Si celle-ci fait revivre le Cantal, Marion Fayolle nous embarque en Ardèche et nous ne sommes pas loin de penser aussi à La montagne que Jean Ferrat voyait s’endormir. Celle de Marion est belle, quoique inquiétante, quand elle regarde vers la ferme en pleurant des cailloux (p. 30).
Les enfants, les bébés, ils les appellent les "petitous". Et c’est vrai qu’ils sont des petits touts. Qu’ils sont un peu de leur mère, un peu de leur père, un peu des grands-parents, un peu de ceux qui sont morts, il y a si longtemps. Tout ce qu’ils leur ont transmis, caché, inventé. Tout.
C’est pas toujours facile d’être un petit tout, d’avoir en soi autant d’histoires, autant de gens, de réussir à les faire taire pour inventer encore une petite chose à soi.

Problème court a => Selon l'extrait fourni, de qui les « petitous » sont-ils chacun « un peu » ? Citez-les tous.

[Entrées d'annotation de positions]

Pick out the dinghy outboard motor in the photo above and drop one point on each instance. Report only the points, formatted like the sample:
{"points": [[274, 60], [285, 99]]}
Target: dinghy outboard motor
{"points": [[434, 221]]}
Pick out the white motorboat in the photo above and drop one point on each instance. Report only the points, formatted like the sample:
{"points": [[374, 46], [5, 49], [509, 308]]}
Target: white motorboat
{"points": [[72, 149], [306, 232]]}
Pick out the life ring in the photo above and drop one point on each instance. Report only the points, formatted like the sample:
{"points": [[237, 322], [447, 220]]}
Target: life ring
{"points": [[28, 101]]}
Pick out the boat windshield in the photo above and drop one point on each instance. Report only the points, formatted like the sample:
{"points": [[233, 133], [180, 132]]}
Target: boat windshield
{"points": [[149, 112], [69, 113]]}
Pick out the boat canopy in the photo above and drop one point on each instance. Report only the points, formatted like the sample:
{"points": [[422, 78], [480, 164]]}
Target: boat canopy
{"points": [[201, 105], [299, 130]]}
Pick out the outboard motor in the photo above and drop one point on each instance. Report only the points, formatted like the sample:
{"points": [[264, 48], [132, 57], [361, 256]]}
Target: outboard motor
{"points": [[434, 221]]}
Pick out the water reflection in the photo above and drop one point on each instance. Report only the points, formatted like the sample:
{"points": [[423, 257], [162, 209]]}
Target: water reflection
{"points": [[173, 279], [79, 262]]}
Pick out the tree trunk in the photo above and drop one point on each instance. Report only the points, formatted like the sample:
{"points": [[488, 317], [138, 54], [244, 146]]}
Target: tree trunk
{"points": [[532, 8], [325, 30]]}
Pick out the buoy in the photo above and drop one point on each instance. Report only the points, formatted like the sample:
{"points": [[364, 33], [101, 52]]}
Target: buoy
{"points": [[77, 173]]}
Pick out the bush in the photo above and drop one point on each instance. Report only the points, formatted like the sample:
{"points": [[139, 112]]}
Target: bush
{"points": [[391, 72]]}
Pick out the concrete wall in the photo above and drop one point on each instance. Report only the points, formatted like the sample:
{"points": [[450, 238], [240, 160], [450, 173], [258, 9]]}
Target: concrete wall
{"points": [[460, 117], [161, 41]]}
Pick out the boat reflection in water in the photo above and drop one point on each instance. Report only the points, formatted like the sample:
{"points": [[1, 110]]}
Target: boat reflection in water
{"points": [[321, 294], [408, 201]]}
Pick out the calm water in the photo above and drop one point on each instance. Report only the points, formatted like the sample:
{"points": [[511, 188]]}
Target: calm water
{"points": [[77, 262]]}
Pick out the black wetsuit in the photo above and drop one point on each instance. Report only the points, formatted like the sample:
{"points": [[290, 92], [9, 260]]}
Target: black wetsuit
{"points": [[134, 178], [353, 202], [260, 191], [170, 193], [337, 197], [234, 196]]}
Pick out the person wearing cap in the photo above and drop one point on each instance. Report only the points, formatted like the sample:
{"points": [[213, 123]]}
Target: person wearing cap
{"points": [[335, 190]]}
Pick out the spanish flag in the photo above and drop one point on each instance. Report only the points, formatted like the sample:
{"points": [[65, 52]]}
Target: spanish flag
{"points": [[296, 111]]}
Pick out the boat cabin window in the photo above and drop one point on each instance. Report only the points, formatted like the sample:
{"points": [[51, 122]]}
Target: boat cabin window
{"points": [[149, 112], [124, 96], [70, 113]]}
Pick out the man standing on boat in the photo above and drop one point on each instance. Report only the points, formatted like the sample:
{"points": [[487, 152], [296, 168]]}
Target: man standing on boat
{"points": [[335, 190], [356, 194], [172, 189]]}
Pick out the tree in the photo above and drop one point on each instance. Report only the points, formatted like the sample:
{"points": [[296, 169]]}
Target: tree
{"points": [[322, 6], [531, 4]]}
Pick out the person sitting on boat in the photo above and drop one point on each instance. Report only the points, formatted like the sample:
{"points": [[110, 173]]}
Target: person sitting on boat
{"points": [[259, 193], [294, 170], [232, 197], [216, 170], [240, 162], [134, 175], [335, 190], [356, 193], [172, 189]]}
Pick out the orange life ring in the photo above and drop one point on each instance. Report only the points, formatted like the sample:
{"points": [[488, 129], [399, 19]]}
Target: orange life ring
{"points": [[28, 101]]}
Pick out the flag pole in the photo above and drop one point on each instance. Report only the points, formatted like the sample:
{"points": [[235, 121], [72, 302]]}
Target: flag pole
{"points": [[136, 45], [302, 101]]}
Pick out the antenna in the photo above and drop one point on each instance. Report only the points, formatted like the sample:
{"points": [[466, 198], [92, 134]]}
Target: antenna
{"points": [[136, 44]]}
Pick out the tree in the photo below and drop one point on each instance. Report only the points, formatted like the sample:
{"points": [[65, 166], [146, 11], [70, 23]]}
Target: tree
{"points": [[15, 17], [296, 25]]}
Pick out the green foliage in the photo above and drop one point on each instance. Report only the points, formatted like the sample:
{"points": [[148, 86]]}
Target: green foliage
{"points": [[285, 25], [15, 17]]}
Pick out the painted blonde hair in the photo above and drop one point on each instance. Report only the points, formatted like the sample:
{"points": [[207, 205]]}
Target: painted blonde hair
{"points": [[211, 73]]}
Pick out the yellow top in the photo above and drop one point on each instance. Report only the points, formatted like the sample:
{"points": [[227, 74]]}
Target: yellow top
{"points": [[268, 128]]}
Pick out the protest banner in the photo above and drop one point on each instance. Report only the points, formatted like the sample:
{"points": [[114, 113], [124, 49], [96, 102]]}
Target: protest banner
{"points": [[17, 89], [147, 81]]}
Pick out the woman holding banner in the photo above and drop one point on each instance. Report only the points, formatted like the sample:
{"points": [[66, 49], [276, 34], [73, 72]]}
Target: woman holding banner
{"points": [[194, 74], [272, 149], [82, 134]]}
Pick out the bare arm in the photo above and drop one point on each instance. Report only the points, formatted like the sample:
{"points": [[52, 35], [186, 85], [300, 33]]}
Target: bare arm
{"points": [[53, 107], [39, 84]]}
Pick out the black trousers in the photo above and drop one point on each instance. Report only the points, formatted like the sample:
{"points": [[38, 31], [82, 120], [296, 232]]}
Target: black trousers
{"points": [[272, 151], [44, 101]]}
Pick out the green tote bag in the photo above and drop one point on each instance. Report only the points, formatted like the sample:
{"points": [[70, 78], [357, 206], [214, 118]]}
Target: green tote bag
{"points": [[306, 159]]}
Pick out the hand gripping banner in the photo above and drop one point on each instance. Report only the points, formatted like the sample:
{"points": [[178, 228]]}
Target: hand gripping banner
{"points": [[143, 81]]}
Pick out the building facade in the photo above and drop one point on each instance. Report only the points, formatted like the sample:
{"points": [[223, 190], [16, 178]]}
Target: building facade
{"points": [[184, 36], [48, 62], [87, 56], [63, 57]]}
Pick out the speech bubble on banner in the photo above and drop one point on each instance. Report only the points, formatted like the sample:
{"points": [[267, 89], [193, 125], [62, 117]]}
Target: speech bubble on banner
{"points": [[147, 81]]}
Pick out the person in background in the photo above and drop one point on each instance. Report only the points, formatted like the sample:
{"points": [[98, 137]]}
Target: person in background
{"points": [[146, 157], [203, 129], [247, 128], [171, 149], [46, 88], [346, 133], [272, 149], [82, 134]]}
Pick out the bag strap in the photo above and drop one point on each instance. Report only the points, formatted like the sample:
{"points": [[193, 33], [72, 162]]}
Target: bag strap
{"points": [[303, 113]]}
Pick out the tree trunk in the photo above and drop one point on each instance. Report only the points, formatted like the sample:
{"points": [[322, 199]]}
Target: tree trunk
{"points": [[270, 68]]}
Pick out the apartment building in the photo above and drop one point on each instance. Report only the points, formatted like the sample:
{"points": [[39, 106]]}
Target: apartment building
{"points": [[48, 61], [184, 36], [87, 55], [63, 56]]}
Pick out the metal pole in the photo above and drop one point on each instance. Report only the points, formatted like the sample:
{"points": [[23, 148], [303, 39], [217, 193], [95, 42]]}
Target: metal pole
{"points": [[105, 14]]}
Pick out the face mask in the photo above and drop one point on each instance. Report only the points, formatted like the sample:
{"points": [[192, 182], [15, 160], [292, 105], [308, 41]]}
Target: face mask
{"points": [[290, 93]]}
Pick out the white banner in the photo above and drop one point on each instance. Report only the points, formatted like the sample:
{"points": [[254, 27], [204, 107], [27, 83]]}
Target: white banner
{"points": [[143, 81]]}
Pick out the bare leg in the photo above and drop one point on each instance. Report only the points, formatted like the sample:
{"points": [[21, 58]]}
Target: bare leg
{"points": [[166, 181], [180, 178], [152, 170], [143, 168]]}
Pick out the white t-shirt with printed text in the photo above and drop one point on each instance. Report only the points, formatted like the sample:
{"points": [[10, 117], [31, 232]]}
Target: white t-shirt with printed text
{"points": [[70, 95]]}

Problème court b => Combien de lignes des entrées contiennent la chaîne « sitting » ? Faites le décompte en tenant compte de la casse et donnez uniquement le nombre.

Réponse finale a =>
- leur mère
- leur père
- les grands-parents
- ceux qui sont morts, il y a si longtemps

Réponse finale b => 2